- Written request
Extract every line starting at the line that contains "Where can the flower" and ending with the final line of the data, inclusive; give only those lines, word for word.

[Begin]

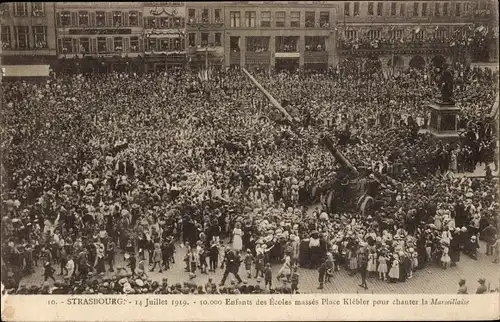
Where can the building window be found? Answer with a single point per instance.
(265, 19)
(315, 43)
(356, 9)
(437, 10)
(250, 17)
(133, 19)
(395, 34)
(84, 45)
(101, 45)
(65, 18)
(295, 19)
(40, 36)
(4, 9)
(286, 44)
(218, 15)
(347, 9)
(134, 44)
(164, 44)
(191, 15)
(149, 22)
(373, 34)
(177, 44)
(117, 18)
(324, 19)
(100, 18)
(83, 18)
(235, 17)
(192, 39)
(380, 9)
(163, 22)
(217, 39)
(370, 9)
(351, 34)
(178, 22)
(466, 7)
(118, 43)
(6, 41)
(446, 9)
(22, 34)
(204, 16)
(416, 8)
(152, 43)
(20, 8)
(204, 39)
(67, 46)
(234, 44)
(280, 18)
(310, 19)
(442, 33)
(257, 44)
(38, 9)
(418, 34)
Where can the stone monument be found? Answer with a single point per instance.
(443, 123)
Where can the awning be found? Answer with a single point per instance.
(287, 55)
(25, 70)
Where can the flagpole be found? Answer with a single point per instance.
(206, 57)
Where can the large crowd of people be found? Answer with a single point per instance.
(125, 166)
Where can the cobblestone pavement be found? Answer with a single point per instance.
(429, 280)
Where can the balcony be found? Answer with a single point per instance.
(258, 58)
(315, 57)
(234, 58)
(205, 23)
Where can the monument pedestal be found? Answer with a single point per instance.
(443, 123)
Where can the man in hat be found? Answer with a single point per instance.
(481, 289)
(489, 233)
(321, 275)
(462, 288)
(110, 253)
(363, 265)
(48, 272)
(232, 264)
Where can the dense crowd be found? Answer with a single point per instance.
(102, 166)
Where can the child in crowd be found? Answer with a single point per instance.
(268, 276)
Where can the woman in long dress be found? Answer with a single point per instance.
(372, 262)
(453, 163)
(353, 261)
(237, 239)
(382, 267)
(394, 272)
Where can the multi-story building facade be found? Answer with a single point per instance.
(280, 34)
(410, 33)
(106, 30)
(27, 33)
(164, 34)
(205, 32)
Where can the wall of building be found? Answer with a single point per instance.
(99, 28)
(280, 19)
(28, 32)
(74, 28)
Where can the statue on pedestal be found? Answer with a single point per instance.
(446, 85)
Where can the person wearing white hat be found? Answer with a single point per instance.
(394, 271)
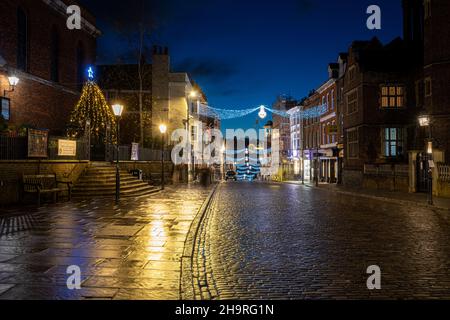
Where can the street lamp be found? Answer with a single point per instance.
(13, 82)
(425, 121)
(117, 110)
(163, 130)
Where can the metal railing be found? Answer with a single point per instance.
(444, 172)
(398, 170)
(16, 148)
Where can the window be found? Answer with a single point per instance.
(54, 56)
(419, 93)
(352, 144)
(22, 40)
(332, 99)
(352, 73)
(352, 102)
(393, 142)
(428, 87)
(392, 96)
(427, 7)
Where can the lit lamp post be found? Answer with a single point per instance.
(425, 121)
(117, 109)
(13, 82)
(192, 95)
(163, 130)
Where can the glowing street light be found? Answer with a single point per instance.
(117, 110)
(13, 82)
(262, 112)
(424, 121)
(163, 130)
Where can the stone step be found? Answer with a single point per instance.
(93, 180)
(146, 189)
(123, 184)
(135, 193)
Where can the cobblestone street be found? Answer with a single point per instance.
(130, 251)
(278, 241)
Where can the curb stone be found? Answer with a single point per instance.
(381, 198)
(187, 291)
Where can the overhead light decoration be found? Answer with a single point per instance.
(262, 112)
(90, 73)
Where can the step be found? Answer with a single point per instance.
(126, 185)
(106, 179)
(130, 193)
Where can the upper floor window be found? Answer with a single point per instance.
(427, 8)
(352, 73)
(352, 102)
(22, 40)
(428, 87)
(352, 144)
(332, 99)
(393, 142)
(54, 56)
(392, 96)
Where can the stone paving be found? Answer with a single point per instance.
(281, 241)
(128, 251)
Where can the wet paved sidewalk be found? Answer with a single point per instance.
(129, 251)
(420, 199)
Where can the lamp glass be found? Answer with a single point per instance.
(13, 81)
(118, 110)
(163, 128)
(430, 147)
(424, 121)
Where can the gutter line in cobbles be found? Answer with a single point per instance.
(189, 286)
(373, 197)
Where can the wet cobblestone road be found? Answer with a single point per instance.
(276, 241)
(129, 251)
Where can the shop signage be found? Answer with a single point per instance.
(67, 148)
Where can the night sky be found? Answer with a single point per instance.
(244, 52)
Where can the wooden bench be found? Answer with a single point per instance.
(45, 184)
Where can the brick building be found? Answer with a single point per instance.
(382, 91)
(49, 59)
(379, 108)
(167, 98)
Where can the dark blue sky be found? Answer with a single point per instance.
(245, 52)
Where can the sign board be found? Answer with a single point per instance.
(37, 143)
(332, 129)
(134, 151)
(5, 108)
(67, 148)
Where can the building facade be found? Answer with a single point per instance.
(49, 60)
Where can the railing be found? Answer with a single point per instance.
(398, 170)
(16, 148)
(444, 172)
(145, 154)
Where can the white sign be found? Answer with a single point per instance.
(67, 148)
(134, 151)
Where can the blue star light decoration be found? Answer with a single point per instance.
(90, 73)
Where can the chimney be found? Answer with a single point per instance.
(333, 71)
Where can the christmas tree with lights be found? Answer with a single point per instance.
(92, 109)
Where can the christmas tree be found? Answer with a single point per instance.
(93, 108)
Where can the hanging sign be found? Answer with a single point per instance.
(67, 148)
(134, 151)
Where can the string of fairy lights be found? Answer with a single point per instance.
(228, 114)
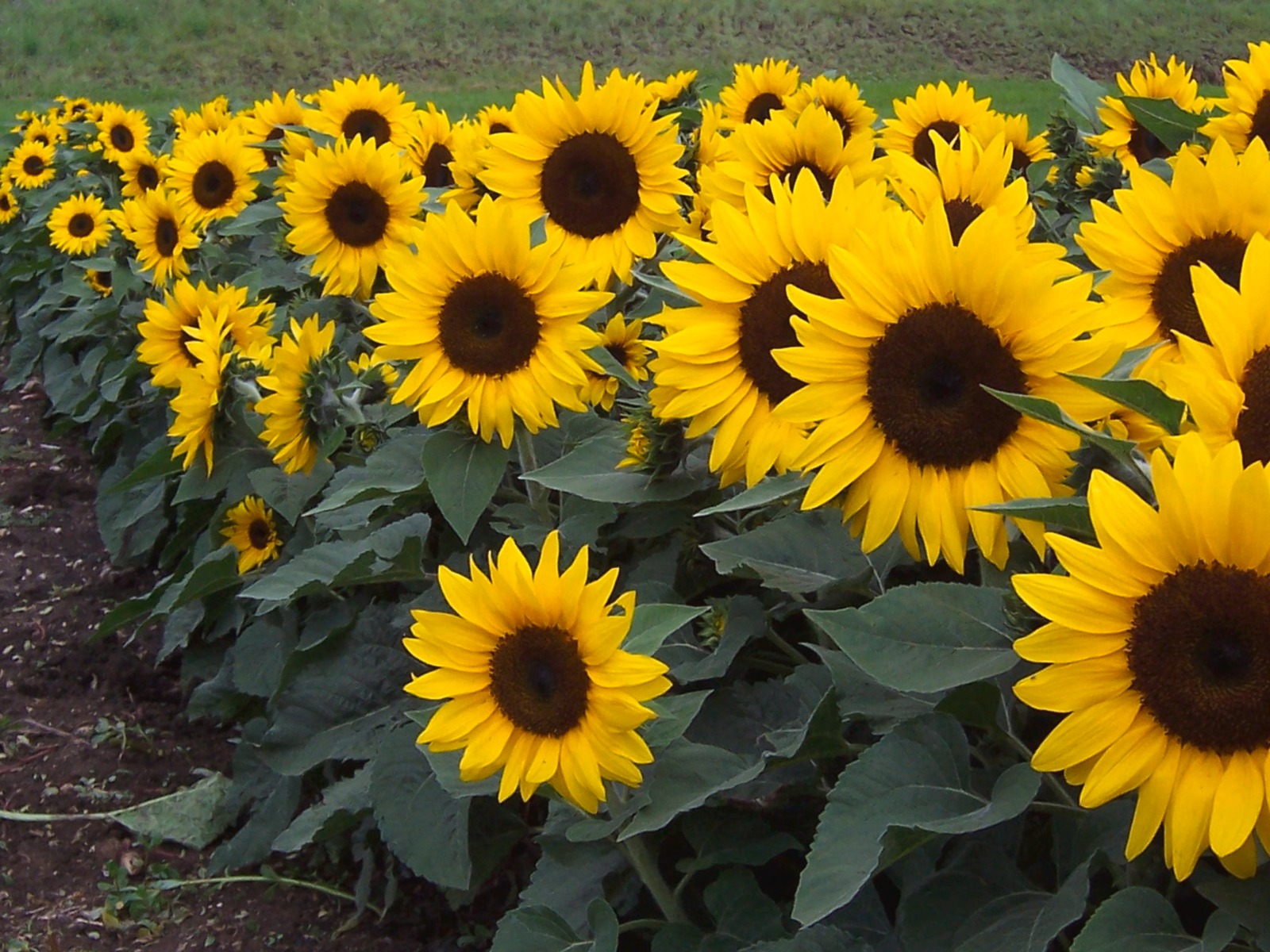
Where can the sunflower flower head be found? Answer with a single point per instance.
(533, 677)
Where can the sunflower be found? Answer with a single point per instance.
(1248, 101)
(198, 397)
(895, 372)
(784, 148)
(1159, 230)
(158, 228)
(757, 92)
(364, 107)
(168, 325)
(1227, 384)
(622, 343)
(121, 131)
(32, 165)
(714, 365)
(348, 205)
(296, 416)
(1159, 657)
(249, 528)
(965, 182)
(10, 209)
(488, 321)
(1124, 139)
(211, 175)
(600, 167)
(141, 171)
(80, 225)
(540, 685)
(933, 108)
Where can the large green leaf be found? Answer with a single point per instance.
(463, 474)
(916, 777)
(925, 638)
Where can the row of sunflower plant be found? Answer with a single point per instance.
(740, 524)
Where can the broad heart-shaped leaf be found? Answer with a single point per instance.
(1140, 395)
(194, 816)
(925, 638)
(421, 823)
(591, 471)
(463, 474)
(1083, 94)
(799, 552)
(1165, 120)
(1141, 919)
(916, 777)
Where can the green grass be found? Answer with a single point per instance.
(463, 55)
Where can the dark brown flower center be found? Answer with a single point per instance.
(924, 149)
(765, 325)
(539, 681)
(926, 378)
(960, 213)
(591, 184)
(260, 533)
(80, 225)
(1199, 653)
(1172, 296)
(436, 168)
(488, 325)
(214, 184)
(165, 236)
(357, 213)
(122, 139)
(368, 124)
(1253, 428)
(762, 106)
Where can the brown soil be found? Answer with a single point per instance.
(89, 727)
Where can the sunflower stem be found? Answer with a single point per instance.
(645, 863)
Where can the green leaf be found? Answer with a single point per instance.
(463, 474)
(1083, 94)
(1071, 513)
(591, 471)
(1140, 395)
(1165, 120)
(925, 638)
(194, 816)
(799, 552)
(423, 825)
(916, 777)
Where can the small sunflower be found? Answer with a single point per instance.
(540, 685)
(488, 321)
(121, 132)
(251, 530)
(211, 175)
(32, 165)
(1248, 101)
(895, 372)
(715, 363)
(622, 342)
(757, 92)
(80, 225)
(364, 107)
(1124, 139)
(296, 413)
(601, 167)
(933, 108)
(1159, 230)
(965, 182)
(349, 205)
(168, 325)
(1157, 654)
(158, 228)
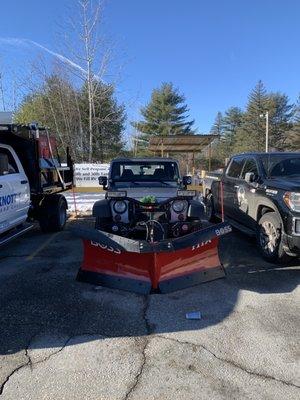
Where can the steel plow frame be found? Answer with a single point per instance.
(140, 266)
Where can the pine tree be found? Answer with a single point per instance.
(292, 142)
(251, 135)
(166, 114)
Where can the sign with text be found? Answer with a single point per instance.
(86, 175)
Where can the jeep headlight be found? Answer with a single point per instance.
(179, 205)
(292, 200)
(119, 206)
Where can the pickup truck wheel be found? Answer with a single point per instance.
(269, 238)
(54, 216)
(210, 208)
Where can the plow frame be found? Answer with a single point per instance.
(143, 267)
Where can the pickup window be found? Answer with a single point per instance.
(234, 169)
(6, 156)
(250, 166)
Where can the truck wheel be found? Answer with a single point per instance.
(269, 238)
(54, 215)
(210, 208)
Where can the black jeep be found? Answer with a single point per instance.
(146, 198)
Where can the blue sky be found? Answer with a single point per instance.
(213, 51)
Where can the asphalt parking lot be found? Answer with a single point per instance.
(61, 339)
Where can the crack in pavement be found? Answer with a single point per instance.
(230, 362)
(29, 361)
(146, 342)
(32, 364)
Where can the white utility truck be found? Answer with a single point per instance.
(31, 179)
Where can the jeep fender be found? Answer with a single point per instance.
(196, 209)
(101, 209)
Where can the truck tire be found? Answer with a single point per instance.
(269, 238)
(210, 208)
(53, 214)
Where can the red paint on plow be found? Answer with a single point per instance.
(142, 272)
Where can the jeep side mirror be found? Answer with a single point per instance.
(250, 177)
(186, 180)
(4, 169)
(103, 181)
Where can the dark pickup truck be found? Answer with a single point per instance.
(261, 196)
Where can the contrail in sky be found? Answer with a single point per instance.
(24, 42)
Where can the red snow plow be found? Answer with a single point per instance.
(148, 232)
(142, 267)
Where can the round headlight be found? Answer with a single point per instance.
(179, 205)
(119, 206)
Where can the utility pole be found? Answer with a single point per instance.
(266, 116)
(267, 131)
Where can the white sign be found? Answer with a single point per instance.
(86, 175)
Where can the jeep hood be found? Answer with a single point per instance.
(160, 193)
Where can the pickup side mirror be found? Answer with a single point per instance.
(103, 181)
(4, 168)
(186, 180)
(250, 177)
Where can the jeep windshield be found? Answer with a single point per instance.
(144, 173)
(282, 165)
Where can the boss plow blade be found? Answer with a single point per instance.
(141, 266)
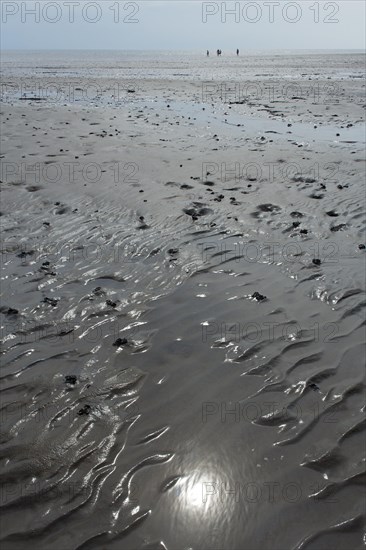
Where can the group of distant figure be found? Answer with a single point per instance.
(219, 52)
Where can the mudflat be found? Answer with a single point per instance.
(183, 293)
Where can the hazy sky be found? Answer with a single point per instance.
(176, 24)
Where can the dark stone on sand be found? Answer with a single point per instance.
(51, 301)
(259, 297)
(25, 254)
(338, 227)
(12, 311)
(120, 342)
(85, 410)
(197, 210)
(268, 208)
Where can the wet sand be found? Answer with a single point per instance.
(183, 300)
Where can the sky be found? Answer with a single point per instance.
(182, 25)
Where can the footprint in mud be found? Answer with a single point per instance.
(258, 297)
(197, 210)
(62, 210)
(266, 208)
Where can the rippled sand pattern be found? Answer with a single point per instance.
(182, 356)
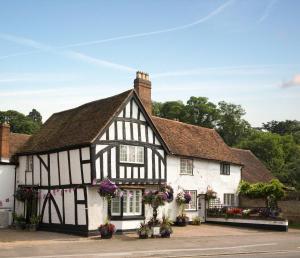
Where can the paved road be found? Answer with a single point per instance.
(258, 244)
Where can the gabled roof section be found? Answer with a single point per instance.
(194, 141)
(253, 170)
(16, 142)
(77, 126)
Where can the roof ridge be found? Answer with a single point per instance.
(175, 121)
(94, 101)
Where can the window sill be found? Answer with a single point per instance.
(138, 217)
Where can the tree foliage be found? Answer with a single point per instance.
(19, 123)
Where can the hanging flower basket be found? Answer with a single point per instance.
(108, 189)
(211, 194)
(183, 198)
(168, 190)
(25, 194)
(107, 230)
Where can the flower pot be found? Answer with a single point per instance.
(32, 227)
(20, 225)
(143, 236)
(107, 235)
(165, 234)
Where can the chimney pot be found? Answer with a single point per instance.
(142, 86)
(4, 142)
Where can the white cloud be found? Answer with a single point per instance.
(295, 81)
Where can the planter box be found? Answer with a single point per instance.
(278, 225)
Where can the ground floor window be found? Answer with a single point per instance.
(229, 199)
(192, 205)
(129, 204)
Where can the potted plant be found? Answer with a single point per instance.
(165, 227)
(155, 199)
(106, 230)
(144, 231)
(34, 223)
(108, 189)
(20, 221)
(196, 221)
(182, 198)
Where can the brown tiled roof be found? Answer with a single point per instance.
(77, 126)
(194, 141)
(16, 142)
(254, 170)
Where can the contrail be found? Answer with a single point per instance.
(88, 43)
(144, 34)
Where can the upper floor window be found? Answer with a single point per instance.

[End]

- Worked answer
Where can the flower pot be found? Answer with a single point per instance.
(32, 227)
(20, 225)
(143, 236)
(107, 235)
(165, 234)
Where can the chimney pot be found? Answer with a single point per instance.
(142, 86)
(4, 142)
Where can the white cloud be found? Answer with a single point per instance.
(295, 81)
Where can the planter box be found? Answer with a single point per instance.
(278, 225)
Where can the ground floor window be found? Answer with a single point per instance.
(229, 199)
(192, 205)
(129, 204)
Where can the potted plant be found? Answer with a single point per instance.
(165, 227)
(155, 199)
(106, 230)
(144, 231)
(34, 223)
(108, 189)
(20, 221)
(196, 221)
(182, 198)
Where can the brown tiled roof be found? Answer with a single point per instance.
(77, 126)
(194, 141)
(16, 142)
(254, 170)
Where can the contrail be found? Answer with a single point per instance.
(88, 43)
(144, 34)
Where can the upper floor window be found? Answer with a single point per instance.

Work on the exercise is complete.